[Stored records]

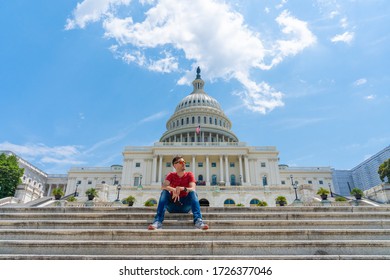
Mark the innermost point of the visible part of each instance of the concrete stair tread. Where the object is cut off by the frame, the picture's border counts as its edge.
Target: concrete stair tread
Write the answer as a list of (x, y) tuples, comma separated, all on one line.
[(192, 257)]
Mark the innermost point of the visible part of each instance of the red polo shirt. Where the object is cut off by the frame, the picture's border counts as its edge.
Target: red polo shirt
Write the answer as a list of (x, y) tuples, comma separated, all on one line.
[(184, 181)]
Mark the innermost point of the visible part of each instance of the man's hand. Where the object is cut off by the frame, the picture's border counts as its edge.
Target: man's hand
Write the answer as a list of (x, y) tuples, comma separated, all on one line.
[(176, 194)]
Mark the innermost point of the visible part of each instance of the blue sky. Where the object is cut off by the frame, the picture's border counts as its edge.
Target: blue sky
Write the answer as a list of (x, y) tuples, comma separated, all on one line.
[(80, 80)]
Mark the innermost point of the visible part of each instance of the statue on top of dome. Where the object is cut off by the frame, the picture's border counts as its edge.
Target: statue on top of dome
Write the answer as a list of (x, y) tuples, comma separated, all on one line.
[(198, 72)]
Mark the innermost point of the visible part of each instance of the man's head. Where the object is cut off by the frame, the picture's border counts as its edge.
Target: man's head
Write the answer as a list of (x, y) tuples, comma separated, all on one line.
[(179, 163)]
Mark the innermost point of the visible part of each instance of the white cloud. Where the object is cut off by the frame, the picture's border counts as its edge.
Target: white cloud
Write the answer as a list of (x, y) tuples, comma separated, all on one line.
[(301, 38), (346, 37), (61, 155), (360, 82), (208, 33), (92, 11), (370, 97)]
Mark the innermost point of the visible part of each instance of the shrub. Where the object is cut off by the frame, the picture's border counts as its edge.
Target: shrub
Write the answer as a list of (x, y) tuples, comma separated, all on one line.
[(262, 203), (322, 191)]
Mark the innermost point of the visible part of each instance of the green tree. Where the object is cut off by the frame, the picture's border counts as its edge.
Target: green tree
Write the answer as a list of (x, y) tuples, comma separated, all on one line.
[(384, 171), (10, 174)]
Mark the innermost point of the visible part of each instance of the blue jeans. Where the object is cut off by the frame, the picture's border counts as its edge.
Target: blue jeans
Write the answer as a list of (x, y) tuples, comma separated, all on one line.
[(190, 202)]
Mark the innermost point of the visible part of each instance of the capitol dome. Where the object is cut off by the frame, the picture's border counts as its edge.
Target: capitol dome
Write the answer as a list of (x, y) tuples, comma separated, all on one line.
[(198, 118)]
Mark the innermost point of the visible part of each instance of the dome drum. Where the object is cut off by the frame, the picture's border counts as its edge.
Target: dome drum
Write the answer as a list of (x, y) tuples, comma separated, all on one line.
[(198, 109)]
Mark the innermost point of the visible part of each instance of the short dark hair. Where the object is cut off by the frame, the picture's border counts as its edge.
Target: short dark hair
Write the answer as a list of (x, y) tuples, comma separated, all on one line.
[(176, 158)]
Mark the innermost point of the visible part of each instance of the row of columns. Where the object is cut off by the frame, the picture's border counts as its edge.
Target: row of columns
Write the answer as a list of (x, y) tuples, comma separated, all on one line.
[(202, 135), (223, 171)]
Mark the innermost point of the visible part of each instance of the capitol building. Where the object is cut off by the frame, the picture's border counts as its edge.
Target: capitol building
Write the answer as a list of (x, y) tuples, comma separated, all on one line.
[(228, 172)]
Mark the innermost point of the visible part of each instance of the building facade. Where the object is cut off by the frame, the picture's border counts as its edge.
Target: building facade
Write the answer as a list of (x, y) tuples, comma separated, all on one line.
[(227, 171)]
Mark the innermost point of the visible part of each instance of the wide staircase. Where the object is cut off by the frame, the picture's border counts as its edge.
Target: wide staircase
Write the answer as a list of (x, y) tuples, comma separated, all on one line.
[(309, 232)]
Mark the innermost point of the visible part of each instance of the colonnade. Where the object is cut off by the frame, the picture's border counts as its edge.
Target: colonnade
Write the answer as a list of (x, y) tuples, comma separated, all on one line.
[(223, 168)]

==

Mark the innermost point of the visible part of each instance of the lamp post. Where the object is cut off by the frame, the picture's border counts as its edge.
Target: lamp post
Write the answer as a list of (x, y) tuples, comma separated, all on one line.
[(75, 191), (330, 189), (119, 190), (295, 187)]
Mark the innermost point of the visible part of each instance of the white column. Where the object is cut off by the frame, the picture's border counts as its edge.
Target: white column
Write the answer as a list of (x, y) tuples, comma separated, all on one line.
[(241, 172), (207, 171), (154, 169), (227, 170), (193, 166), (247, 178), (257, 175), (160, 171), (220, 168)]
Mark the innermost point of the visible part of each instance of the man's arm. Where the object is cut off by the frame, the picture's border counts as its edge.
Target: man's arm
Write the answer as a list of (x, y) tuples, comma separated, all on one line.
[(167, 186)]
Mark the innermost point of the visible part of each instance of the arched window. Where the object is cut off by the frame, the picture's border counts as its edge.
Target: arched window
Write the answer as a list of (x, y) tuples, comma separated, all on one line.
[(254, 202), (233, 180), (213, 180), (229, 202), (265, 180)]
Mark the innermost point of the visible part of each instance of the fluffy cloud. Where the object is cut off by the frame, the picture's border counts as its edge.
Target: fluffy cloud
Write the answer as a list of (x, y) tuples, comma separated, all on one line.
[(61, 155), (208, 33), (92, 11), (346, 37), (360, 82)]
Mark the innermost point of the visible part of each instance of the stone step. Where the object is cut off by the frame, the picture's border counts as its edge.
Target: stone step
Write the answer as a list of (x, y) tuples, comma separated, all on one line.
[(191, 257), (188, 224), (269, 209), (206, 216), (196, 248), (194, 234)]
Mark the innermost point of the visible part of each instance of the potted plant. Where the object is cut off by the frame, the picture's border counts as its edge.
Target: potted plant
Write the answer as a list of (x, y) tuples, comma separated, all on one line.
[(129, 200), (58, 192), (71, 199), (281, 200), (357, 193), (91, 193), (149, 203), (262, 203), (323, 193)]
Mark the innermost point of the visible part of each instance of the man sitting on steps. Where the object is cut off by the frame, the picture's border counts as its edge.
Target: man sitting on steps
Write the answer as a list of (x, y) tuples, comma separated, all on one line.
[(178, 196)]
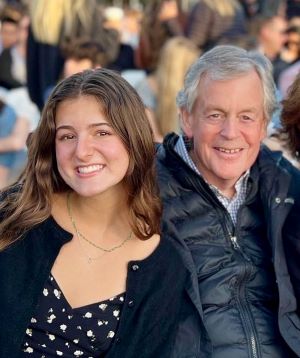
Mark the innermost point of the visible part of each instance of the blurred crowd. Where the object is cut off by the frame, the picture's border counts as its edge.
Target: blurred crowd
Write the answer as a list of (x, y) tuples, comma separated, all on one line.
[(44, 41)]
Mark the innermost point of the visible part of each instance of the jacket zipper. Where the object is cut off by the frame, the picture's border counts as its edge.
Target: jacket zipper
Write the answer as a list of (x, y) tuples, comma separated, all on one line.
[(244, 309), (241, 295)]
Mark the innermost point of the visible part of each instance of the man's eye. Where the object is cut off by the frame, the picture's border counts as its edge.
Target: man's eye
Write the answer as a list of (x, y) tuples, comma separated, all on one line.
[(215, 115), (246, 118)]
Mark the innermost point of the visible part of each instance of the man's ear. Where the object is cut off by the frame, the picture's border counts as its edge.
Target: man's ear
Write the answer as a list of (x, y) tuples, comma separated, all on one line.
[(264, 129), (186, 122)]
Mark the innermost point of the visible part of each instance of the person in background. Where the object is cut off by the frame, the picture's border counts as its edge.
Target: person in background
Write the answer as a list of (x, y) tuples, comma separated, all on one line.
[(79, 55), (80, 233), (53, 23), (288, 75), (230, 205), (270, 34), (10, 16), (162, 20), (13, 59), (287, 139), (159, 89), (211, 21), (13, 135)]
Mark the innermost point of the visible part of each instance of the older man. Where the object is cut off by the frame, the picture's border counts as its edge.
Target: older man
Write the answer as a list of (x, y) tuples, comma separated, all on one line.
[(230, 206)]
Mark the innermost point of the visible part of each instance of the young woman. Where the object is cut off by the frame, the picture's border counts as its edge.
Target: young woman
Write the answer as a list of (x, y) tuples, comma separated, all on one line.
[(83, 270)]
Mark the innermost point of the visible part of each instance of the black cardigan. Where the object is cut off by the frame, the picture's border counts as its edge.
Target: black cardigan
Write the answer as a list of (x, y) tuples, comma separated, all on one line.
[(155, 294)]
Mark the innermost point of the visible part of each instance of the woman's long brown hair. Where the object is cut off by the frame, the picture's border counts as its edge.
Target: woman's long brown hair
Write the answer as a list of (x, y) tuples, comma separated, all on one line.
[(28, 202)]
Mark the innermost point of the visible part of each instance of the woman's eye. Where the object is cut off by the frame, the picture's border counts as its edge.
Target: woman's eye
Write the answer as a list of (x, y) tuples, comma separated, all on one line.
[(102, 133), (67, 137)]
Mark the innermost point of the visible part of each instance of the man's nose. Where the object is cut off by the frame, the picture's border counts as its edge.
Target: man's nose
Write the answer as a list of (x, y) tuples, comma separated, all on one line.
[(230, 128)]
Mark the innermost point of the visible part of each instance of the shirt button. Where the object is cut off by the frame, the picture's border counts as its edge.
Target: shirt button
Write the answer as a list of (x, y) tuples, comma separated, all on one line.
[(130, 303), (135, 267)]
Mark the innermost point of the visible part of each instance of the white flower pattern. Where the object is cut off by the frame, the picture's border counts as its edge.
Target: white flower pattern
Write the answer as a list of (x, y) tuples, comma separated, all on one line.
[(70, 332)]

...

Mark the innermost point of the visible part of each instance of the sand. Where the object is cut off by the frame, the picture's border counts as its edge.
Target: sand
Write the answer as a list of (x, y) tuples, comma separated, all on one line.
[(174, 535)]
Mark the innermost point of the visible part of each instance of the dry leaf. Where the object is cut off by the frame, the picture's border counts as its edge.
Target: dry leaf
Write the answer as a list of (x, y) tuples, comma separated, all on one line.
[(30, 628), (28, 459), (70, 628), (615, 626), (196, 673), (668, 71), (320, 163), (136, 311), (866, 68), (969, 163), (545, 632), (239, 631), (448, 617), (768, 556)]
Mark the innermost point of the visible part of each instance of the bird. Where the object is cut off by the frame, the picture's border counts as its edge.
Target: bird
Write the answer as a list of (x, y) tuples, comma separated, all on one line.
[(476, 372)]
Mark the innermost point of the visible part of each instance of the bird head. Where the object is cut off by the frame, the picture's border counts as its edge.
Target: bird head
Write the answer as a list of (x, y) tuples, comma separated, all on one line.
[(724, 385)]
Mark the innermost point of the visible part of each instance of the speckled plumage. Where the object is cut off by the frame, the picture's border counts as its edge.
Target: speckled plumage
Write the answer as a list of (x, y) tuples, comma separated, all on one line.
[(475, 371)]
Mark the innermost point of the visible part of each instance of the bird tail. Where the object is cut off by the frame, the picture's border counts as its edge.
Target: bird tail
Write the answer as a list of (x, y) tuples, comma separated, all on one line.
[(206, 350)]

__Task description__
Working through the records, copy each line in which the word "statue" appears.

__Output for this exercise__
Mark the innermost point of the visible part of each instance of the statue on top of dome. Where the object is cut off by the frame, the picture's border counts as its edge.
Target: statue on top of dome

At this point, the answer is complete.